What you need to do: In the records below, pick out all lines containing the word "door".

Point localization data:
═══

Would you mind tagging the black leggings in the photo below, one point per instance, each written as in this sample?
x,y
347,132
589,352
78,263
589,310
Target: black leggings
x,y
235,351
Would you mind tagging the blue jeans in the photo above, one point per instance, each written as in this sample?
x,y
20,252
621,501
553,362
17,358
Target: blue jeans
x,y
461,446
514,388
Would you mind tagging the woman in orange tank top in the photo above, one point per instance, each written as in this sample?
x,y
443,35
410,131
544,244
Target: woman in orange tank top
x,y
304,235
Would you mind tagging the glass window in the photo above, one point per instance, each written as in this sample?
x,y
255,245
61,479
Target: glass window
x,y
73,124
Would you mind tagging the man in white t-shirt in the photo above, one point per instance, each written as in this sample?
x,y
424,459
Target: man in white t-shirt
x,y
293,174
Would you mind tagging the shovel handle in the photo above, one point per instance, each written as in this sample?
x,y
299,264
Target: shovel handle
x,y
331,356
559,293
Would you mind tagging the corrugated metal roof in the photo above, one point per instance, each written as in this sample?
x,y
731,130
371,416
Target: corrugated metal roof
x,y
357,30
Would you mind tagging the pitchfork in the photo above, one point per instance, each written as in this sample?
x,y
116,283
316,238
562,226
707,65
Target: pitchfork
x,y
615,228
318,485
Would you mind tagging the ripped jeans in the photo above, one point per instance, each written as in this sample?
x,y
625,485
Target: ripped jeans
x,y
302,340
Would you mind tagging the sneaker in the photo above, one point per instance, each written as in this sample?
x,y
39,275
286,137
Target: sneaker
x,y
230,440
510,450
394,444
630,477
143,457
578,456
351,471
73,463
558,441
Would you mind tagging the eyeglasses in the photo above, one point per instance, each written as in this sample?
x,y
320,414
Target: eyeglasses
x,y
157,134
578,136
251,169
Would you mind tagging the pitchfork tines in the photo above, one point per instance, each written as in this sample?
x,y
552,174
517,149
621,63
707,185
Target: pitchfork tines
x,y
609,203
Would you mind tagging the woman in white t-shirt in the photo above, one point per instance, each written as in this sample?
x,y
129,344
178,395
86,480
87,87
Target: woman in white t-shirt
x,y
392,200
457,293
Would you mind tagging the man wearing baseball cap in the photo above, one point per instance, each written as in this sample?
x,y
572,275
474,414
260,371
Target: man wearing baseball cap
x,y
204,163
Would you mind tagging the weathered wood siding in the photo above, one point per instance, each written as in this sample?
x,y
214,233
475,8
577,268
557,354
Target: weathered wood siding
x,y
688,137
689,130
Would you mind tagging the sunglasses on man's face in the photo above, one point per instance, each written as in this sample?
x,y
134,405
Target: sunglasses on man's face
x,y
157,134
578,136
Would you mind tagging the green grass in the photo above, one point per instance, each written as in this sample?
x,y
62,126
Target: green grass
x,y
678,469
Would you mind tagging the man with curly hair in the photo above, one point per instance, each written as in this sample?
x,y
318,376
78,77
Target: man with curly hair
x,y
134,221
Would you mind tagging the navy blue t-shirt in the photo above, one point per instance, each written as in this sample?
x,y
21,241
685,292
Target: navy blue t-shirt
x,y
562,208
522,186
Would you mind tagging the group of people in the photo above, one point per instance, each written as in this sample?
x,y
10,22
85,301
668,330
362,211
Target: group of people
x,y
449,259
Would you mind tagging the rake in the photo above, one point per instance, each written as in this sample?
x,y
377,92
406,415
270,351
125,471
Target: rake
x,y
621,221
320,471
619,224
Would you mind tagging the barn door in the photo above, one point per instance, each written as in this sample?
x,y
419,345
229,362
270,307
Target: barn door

═══

Answer below:
Would you mind tagging the barn door in the photo above, one point per instance, each written as in this sample?
Target: barn door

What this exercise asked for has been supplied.